#### WHAT IS ASKED:
Output, please, every line from the line that holds "Where can you see the windshield wiper?" to the end, exactly as written.

#### DATA ENTRIES:
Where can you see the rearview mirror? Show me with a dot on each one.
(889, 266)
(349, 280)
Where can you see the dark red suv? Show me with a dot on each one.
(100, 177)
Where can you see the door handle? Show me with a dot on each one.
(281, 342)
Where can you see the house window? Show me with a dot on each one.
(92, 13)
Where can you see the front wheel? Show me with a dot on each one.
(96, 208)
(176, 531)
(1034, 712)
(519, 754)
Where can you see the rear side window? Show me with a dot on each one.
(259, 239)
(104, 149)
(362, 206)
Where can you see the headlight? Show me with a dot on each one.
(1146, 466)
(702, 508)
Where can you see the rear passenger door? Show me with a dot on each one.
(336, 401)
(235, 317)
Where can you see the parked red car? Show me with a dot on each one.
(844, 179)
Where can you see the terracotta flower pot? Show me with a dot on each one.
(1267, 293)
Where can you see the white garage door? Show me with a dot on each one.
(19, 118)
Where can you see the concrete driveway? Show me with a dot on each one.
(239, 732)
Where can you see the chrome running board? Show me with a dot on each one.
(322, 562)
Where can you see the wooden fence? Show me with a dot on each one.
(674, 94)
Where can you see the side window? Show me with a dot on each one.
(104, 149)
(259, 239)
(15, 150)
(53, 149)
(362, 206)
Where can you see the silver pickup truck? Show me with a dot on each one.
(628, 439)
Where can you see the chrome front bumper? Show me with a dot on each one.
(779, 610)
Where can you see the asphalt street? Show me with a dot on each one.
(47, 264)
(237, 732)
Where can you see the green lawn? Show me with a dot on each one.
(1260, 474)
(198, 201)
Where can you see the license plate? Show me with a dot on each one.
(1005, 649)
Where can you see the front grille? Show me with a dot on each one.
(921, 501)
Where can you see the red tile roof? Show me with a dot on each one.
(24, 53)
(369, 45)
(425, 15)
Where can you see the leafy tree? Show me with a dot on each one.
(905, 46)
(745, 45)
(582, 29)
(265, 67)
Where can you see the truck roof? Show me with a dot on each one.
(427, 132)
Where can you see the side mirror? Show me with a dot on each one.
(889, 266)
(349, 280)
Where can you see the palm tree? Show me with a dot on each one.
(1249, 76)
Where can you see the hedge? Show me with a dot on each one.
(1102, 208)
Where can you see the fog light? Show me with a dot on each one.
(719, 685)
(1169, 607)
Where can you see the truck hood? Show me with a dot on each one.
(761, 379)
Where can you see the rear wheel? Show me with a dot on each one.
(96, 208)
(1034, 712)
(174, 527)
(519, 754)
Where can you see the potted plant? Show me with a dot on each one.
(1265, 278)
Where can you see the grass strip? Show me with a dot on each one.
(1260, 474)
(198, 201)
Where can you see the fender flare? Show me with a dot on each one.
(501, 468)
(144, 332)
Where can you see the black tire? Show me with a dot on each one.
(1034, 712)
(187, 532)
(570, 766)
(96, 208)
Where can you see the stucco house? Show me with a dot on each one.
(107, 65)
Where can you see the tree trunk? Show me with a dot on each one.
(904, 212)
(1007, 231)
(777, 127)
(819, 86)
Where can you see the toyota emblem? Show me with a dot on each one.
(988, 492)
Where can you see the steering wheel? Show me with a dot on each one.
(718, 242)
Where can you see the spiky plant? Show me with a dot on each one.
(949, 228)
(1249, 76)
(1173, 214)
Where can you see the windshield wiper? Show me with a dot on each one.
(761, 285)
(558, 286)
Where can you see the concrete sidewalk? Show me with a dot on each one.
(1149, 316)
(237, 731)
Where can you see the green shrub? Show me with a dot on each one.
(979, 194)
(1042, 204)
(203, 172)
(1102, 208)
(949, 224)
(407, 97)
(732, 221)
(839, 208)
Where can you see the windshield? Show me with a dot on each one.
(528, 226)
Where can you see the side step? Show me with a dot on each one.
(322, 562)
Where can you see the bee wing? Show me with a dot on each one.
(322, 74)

#### FINISHED ANSWER:
Where can you see the windshield wiper? Show me with a dot on each one.
(761, 285)
(558, 286)
Where can you see the concrete sidewalk? Show me with a dot on each one.
(1149, 316)
(237, 731)
Where can you see the green shrub? Show me with a dot on each one.
(979, 194)
(1042, 204)
(203, 172)
(1102, 208)
(949, 224)
(407, 97)
(732, 221)
(839, 208)
Where can you see the windshield? Show me with a dot on each one.
(528, 226)
Where can you see the side step? Show me with a dot on each one.
(322, 562)
Where can you see the bee wing? Show me with a dot on each one.
(322, 74)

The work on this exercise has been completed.